## ACTIVITY
Up to and including the line containing "TASK = point to the eucalyptus", set down each line of the entries below exactly, starting from the first, and leave out the rest.

**** SUPPLIED ENTRIES

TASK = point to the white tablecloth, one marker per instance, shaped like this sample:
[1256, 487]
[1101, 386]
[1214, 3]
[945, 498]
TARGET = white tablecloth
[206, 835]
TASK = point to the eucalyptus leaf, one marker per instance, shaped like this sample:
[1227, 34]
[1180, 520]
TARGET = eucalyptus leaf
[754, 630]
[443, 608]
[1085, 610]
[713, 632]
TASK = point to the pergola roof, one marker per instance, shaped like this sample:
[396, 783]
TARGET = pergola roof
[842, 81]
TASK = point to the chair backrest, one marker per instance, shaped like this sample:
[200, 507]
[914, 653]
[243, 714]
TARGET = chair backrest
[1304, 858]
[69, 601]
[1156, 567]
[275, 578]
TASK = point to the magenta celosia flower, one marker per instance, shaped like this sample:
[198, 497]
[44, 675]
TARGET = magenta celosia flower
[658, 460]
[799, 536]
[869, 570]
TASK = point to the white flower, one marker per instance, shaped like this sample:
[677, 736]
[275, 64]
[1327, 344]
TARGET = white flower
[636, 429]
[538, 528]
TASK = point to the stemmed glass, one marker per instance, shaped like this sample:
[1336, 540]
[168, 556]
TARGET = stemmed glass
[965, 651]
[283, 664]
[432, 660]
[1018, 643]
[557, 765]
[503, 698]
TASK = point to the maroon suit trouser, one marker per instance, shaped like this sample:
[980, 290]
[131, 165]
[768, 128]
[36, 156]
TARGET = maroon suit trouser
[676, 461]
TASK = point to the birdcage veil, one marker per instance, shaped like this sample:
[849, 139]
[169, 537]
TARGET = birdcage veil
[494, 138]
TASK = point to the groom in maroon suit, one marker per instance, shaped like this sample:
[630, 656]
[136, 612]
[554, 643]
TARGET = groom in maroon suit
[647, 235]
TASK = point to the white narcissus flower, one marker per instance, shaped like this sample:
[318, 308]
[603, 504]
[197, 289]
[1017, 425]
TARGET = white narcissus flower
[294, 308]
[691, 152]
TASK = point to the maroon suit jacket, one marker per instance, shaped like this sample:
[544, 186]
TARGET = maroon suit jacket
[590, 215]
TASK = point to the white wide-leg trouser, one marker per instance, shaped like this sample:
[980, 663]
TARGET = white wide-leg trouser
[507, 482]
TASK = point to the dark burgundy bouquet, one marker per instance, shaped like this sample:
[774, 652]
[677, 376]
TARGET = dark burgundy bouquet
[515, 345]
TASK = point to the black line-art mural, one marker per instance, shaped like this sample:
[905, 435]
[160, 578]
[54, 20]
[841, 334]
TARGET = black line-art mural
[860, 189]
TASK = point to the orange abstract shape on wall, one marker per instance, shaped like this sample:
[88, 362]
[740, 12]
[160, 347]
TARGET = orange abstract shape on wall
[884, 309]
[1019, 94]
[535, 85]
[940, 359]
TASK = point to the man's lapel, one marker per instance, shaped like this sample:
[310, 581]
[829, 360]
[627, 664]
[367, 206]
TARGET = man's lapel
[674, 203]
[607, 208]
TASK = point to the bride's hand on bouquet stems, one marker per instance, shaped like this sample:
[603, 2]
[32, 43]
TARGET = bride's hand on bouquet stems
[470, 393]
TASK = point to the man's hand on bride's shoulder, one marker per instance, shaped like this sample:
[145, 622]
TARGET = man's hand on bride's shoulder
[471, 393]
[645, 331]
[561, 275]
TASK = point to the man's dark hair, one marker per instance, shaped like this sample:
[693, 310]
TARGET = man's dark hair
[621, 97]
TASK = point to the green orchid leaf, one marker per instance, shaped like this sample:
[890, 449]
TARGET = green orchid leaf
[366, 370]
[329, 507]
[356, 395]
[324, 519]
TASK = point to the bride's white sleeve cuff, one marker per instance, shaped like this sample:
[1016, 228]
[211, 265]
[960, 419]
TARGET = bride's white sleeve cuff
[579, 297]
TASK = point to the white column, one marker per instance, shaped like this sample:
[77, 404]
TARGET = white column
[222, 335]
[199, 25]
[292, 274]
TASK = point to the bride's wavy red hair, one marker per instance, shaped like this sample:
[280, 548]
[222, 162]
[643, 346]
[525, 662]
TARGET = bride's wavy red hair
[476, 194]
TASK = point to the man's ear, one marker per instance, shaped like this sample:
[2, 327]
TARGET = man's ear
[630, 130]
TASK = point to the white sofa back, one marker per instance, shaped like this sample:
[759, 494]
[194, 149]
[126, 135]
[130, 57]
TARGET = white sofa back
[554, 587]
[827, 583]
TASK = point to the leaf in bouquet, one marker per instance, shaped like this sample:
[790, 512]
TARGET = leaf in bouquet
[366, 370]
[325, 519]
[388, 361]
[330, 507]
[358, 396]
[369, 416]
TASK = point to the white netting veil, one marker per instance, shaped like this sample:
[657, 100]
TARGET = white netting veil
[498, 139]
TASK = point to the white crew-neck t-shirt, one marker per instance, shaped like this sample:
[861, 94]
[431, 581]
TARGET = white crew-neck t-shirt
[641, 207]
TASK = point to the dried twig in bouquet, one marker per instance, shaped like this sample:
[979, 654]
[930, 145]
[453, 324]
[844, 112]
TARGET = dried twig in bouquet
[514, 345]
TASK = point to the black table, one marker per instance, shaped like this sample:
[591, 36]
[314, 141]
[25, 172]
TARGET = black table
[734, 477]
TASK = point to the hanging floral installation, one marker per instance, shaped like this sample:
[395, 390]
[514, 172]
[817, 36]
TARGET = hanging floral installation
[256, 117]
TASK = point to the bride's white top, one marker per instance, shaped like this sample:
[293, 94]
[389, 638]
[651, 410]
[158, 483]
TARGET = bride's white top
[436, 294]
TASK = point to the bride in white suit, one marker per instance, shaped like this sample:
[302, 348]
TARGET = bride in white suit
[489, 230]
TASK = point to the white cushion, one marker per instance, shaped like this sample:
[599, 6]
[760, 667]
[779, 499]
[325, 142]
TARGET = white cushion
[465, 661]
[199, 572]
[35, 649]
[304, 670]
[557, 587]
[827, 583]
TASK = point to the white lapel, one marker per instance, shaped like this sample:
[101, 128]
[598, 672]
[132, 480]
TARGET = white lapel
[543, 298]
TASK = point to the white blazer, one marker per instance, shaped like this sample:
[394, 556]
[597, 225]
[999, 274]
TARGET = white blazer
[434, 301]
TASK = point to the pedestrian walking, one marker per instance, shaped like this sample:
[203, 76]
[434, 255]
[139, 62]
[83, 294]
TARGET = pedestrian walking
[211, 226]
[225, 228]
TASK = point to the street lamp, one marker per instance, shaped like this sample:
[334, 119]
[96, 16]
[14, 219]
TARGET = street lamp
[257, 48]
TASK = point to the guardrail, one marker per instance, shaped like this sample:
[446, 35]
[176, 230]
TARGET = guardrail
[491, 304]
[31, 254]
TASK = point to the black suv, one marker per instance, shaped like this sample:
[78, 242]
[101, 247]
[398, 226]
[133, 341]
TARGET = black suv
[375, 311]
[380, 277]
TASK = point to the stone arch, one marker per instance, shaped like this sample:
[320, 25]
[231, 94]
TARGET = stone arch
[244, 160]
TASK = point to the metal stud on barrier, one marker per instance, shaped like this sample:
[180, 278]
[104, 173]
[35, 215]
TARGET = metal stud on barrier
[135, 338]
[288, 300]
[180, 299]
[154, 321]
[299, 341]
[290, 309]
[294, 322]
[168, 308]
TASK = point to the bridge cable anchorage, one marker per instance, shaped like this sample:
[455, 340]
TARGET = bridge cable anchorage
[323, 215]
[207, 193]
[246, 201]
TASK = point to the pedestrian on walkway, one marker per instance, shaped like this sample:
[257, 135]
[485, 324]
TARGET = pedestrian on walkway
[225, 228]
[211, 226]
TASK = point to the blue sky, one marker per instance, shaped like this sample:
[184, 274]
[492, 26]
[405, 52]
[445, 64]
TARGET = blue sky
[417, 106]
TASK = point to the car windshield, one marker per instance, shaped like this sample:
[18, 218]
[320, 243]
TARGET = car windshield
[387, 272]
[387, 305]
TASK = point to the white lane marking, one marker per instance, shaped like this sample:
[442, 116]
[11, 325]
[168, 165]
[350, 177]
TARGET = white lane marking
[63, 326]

********

## RESULT FOR THIS EXERCISE
TASK = point to the white tablecloth, one marker per instance, shaped like this sample:
[1256, 487]
[1101, 386]
[1214, 3]
[945, 498]
TARGET = white tablecloth
[206, 835]
TASK = point to the eucalyptus leaf, one marker per instance, shaped like this sample:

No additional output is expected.